### Short task A:
From the forum post on converting an RDD to a data frame, reproduce everything from "You are viewing" down to "result in errors.".

### Text excerpt:
------------------------------------------------------------------------
You are viewing a plain text version of this content. The canonical link for it is here.
Posted to users@zeppelin.apache.org by Mark Mikolajczak <ma...@flayranalytics.co.uk> on 2016/11/28 16:26:23 UTC

RDD to Dataframe Error


Hi All,

Hoping you can help:


I have created an RDD from a NOSQL database and I want to convert the RDD to a data frame. I have tried many options but all result in errors.

    val df = sc.couchbaseQuery(test).map(_.value).collect().foreach(println)


{"accountStatus":"AccountOpen","custId":"140034"}
{"accountStatus":"AccountOpen","custId":"140385"}
{"accountStatus":"AccountClosed","subId":"10795","custId":"139698","subStatus":"Active"}
{"accountStatus":"AccountClosed","subId":"11364","custId":"140925","subStatus":"Paused"}
{"accountStatus":"AccountOpen","subId":"10413","custId":"138842","subStatus":"Active"}
{"accountStatus":"AccountOpen","subId":"10414","custId":"138842","subStatus":"Active"}
{"accountStatus":"AccountClosed","subId":"11314","custId":"140720","subStatus":"Paused"}
{"accountStatus":"AccountOpen","custId":"139166"}
{"accountStatus":"AccountClosed","subId":"10735","custId":"139558","subStatus":"Paused"}
{"accountStatus":"AccountOpen","custId":"139575"}
df: Unit = ()
------------------------------------------------------------------------
### Excerpts of location labeling data:
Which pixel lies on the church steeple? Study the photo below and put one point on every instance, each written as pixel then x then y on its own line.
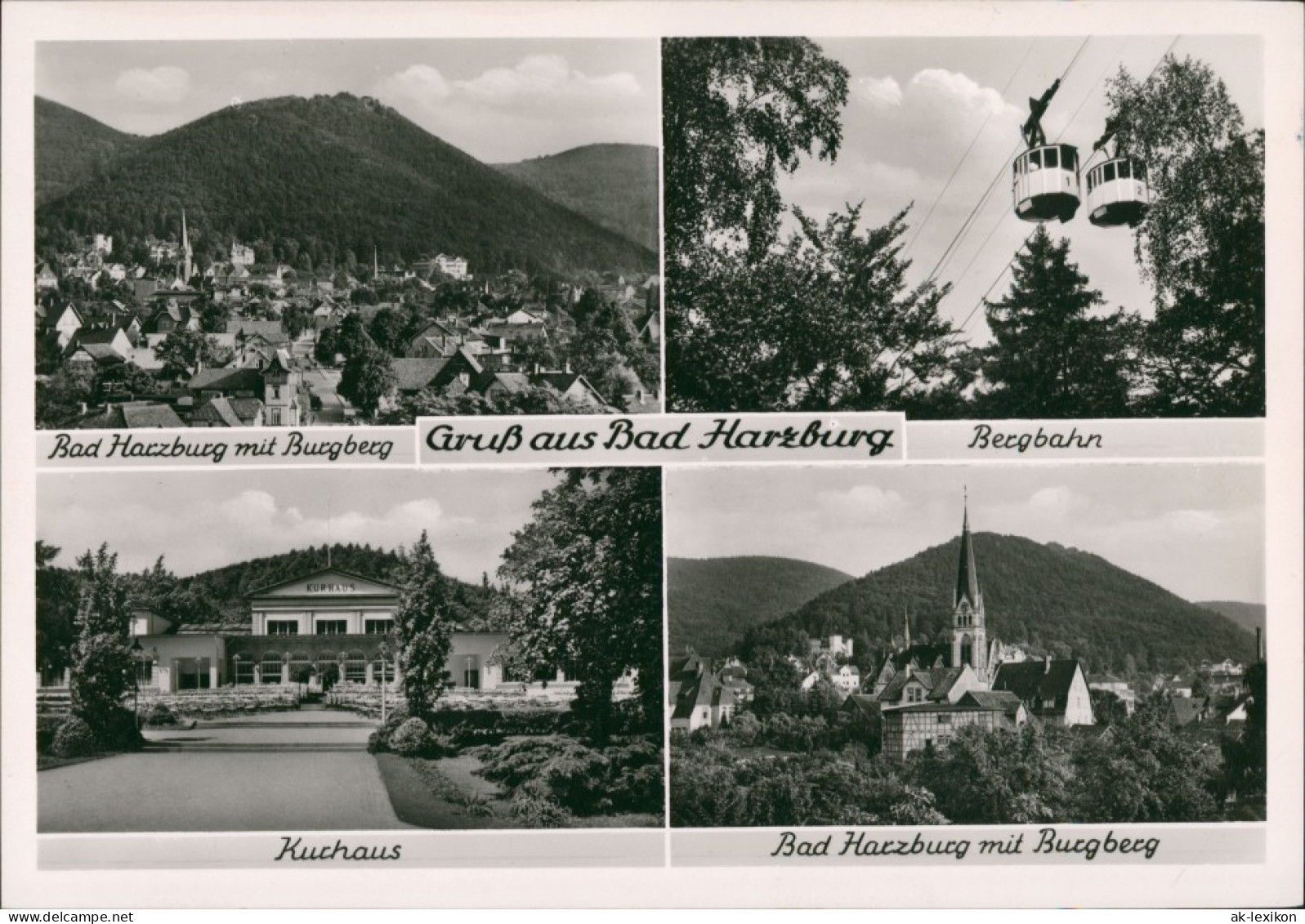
pixel 968 574
pixel 968 622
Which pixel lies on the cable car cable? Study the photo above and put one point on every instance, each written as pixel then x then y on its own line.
pixel 1000 174
pixel 963 157
pixel 1025 243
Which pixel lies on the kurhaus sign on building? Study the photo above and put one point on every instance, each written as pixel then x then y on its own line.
pixel 308 624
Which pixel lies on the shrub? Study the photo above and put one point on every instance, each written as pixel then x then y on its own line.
pixel 415 739
pixel 74 739
pixel 535 810
pixel 47 725
pixel 625 777
pixel 378 743
pixel 159 716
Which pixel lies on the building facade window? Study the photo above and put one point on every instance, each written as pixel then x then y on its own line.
pixel 270 668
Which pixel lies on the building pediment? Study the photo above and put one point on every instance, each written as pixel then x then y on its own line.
pixel 329 583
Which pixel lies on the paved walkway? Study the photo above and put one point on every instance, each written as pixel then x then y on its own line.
pixel 282 771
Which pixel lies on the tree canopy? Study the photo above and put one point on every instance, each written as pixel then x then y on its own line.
pixel 1051 356
pixel 1202 242
pixel 586 583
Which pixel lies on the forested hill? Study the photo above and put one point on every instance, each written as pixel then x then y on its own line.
pixel 71 148
pixel 1048 598
pixel 616 185
pixel 336 174
pixel 1249 616
pixel 712 602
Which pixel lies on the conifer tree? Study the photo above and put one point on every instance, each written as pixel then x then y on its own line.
pixel 1051 355
pixel 424 628
pixel 103 670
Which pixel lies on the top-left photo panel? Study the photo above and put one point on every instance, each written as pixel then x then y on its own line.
pixel 330 233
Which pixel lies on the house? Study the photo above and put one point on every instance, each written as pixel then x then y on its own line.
pixel 114 338
pixel 1108 683
pixel 932 725
pixel 229 413
pixel 328 622
pixel 452 266
pixel 570 386
pixel 846 679
pixel 863 713
pixel 133 415
pixel 936 684
pixel 834 648
pixel 1184 712
pixel 67 323
pixel 1053 690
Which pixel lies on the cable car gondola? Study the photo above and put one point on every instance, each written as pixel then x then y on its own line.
pixel 1045 183
pixel 1045 176
pixel 1117 188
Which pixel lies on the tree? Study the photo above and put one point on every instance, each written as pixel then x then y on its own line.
pixel 824 323
pixel 184 350
pixel 367 379
pixel 388 329
pixel 585 578
pixel 735 113
pixel 1051 356
pixel 1145 771
pixel 424 628
pixel 56 609
pixel 61 399
pixel 1202 242
pixel 103 671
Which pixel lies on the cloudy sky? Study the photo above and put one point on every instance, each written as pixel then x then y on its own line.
pixel 208 520
pixel 916 106
pixel 1196 530
pixel 498 100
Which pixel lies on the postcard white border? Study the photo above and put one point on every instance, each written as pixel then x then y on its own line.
pixel 1276 882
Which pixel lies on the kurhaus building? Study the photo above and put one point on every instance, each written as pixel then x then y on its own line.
pixel 325 624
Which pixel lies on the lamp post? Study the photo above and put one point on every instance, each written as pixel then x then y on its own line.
pixel 385 657
pixel 136 681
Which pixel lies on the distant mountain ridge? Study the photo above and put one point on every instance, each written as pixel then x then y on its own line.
pixel 71 148
pixel 338 174
pixel 615 185
pixel 712 602
pixel 1056 600
pixel 1249 616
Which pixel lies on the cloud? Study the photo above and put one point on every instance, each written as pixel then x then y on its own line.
pixel 1055 500
pixel 421 84
pixel 877 91
pixel 157 85
pixel 863 502
pixel 963 92
pixel 540 105
pixel 547 74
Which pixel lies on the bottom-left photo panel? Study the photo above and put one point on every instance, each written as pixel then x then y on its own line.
pixel 349 650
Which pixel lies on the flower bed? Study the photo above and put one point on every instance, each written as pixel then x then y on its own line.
pixel 222 701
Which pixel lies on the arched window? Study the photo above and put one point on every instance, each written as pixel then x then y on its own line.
pixel 355 667
pixel 243 668
pixel 270 667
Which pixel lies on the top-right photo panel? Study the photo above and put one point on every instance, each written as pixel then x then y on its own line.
pixel 996 227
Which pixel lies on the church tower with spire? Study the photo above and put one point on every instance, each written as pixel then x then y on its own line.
pixel 968 623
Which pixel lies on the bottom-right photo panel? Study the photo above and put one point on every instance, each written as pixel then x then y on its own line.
pixel 966 645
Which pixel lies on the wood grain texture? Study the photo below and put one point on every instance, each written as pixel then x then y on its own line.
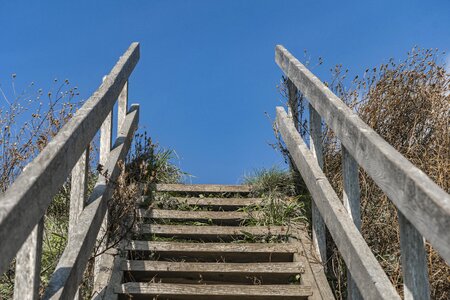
pixel 203 188
pixel 78 190
pixel 106 131
pixel 198 215
pixel 315 144
pixel 28 266
pixel 69 271
pixel 214 291
pixel 105 275
pixel 212 272
pixel 314 275
pixel 211 232
pixel 106 292
pixel 122 105
pixel 27 199
pixel 220 203
pixel 219 248
pixel 420 200
pixel 352 203
pixel 367 273
pixel 414 262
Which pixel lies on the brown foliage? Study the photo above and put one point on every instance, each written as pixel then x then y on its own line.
pixel 408 104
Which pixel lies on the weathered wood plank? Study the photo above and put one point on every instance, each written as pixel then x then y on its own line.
pixel 113 277
pixel 315 144
pixel 78 193
pixel 365 269
pixel 198 215
pixel 78 190
pixel 414 262
pixel 203 188
pixel 187 291
pixel 27 199
pixel 351 200
pixel 315 273
pixel 211 232
pixel 207 272
pixel 122 106
pixel 28 266
pixel 210 247
pixel 420 200
pixel 70 268
pixel 220 203
pixel 229 252
pixel 105 274
pixel 106 131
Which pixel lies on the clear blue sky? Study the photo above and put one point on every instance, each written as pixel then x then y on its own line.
pixel 207 72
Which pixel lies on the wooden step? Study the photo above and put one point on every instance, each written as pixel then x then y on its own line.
pixel 207 233
pixel 220 203
pixel 221 217
pixel 139 290
pixel 228 252
pixel 202 188
pixel 183 272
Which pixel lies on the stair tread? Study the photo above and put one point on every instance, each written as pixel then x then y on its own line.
pixel 203 188
pixel 192 230
pixel 212 267
pixel 217 201
pixel 192 215
pixel 214 290
pixel 211 247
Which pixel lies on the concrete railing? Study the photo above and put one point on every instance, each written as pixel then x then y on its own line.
pixel 423 207
pixel 23 205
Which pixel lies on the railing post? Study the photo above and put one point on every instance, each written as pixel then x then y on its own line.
pixel 351 199
pixel 315 144
pixel 122 106
pixel 78 190
pixel 28 265
pixel 414 262
pixel 78 193
pixel 105 148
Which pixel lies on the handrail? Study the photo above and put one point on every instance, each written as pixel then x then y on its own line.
pixel 360 260
pixel 421 203
pixel 24 203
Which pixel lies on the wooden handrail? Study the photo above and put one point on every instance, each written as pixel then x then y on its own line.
pixel 422 201
pixel 423 207
pixel 69 271
pixel 23 205
pixel 363 265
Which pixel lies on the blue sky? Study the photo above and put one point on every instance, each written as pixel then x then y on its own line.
pixel 207 73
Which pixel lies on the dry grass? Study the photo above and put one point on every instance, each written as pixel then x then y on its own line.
pixel 408 104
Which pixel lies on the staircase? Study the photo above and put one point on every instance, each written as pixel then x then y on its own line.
pixel 205 251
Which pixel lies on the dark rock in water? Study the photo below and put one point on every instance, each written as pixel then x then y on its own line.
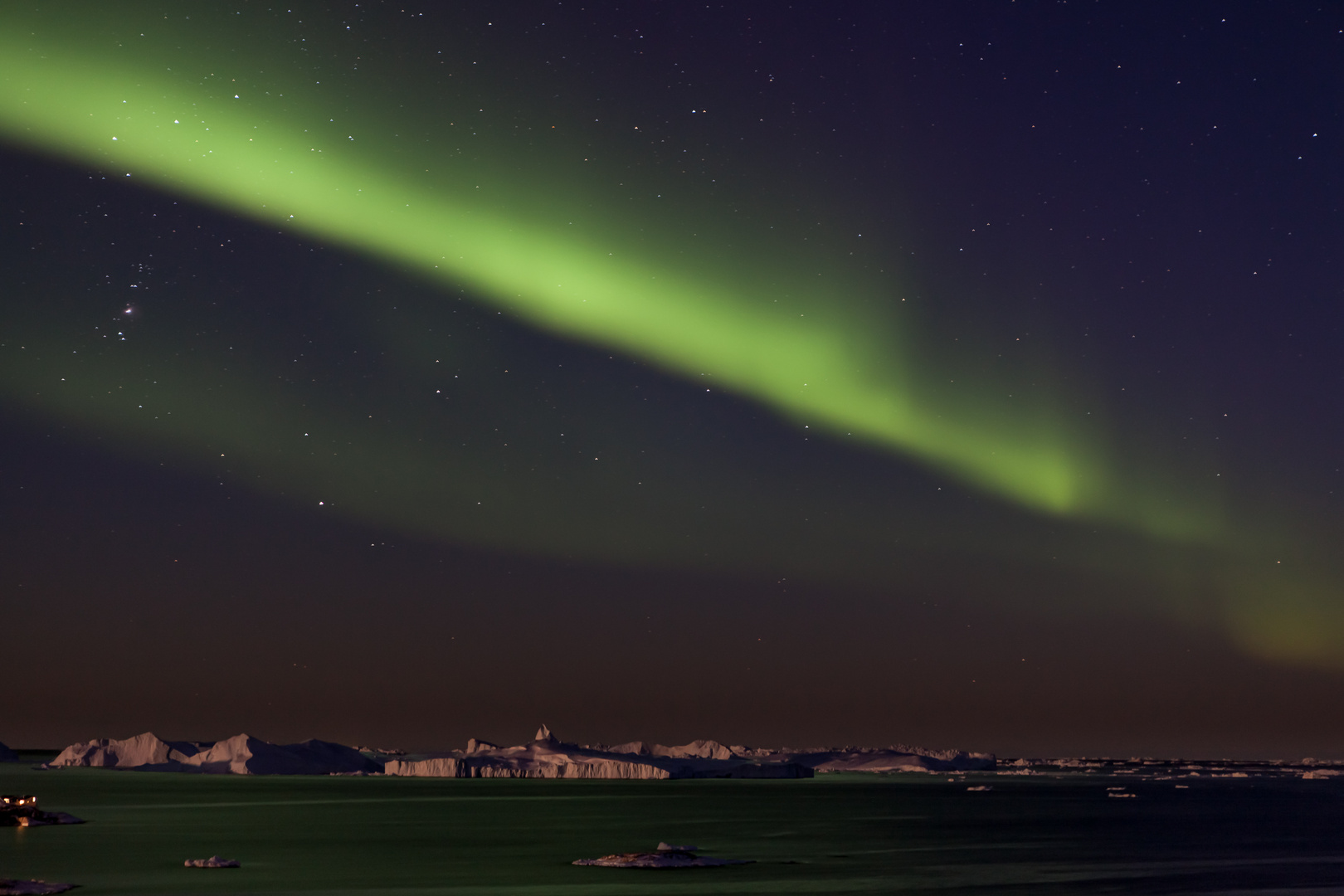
pixel 22 811
pixel 665 856
pixel 214 861
pixel 30 887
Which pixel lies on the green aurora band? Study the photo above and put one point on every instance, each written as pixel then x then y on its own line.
pixel 77 85
pixel 830 366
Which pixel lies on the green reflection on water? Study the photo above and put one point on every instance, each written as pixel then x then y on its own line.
pixel 832 835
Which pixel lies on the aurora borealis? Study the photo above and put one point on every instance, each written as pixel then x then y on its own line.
pixel 672 303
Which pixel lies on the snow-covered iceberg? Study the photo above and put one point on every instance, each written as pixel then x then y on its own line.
pixel 546 757
pixel 238 755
------------------------------------------------------------------------
### Short task B:
Update the records from the line containing "Which pixel lies on the kurhaus sign" down to the line containing "pixel 103 670": write out those lines again with "shrub" replaced by "bush" and everything else left the same.

### Solution A:
You are viewing a plain text version of this content. The canonical link for it is here.
Posted to users@zeppelin.apache.org by Mark Mikolajczak <ma...@flayranalytics.co.uk> on 2016/11/28 16:26:23 UTC

RDD to Dataframe Error


Hi All,

Hoping you can help:


I have created an RDD from a NOSQL database and I want to convert the RDD to a data frame. I have tried many options but all result in errors.

### Solution B:
Which pixel lies on the kurhaus sign on building? Study the photo above and put one point on every instance, each written as pixel then x then y on its own line.
pixel 308 624
Which pixel lies on the bush? Study the photo above and put one point on every instance, each written as pixel then x then y on its own line.
pixel 415 739
pixel 74 739
pixel 535 810
pixel 47 725
pixel 625 777
pixel 378 743
pixel 159 716
Which pixel lies on the building facade window? Study the photo above and put one point on every instance, each written as pixel then x then y on its own line.
pixel 270 668
Which pixel lies on the building pediment? Study the photo above and put one point on every instance, each written as pixel then x then y on its own line.
pixel 329 583
Which pixel lies on the paved walkway? Study the photo above and put one point on every instance, each written as pixel then x then y on its own line.
pixel 282 771
Which pixel lies on the tree canopy? Study the photo above and put one point on every instance, each written as pixel then x then y on its own line.
pixel 1051 356
pixel 1202 242
pixel 586 583
Which pixel lies on the forested hill? Study the photo above and put one point on every instance, each written as pixel then x then y on its own line.
pixel 71 148
pixel 1048 598
pixel 616 185
pixel 336 174
pixel 1249 616
pixel 712 602
Which pixel lies on the conifer tree? Study the photo above and put one point on every instance, each written as pixel then x then y on its own line.
pixel 1051 355
pixel 424 628
pixel 103 670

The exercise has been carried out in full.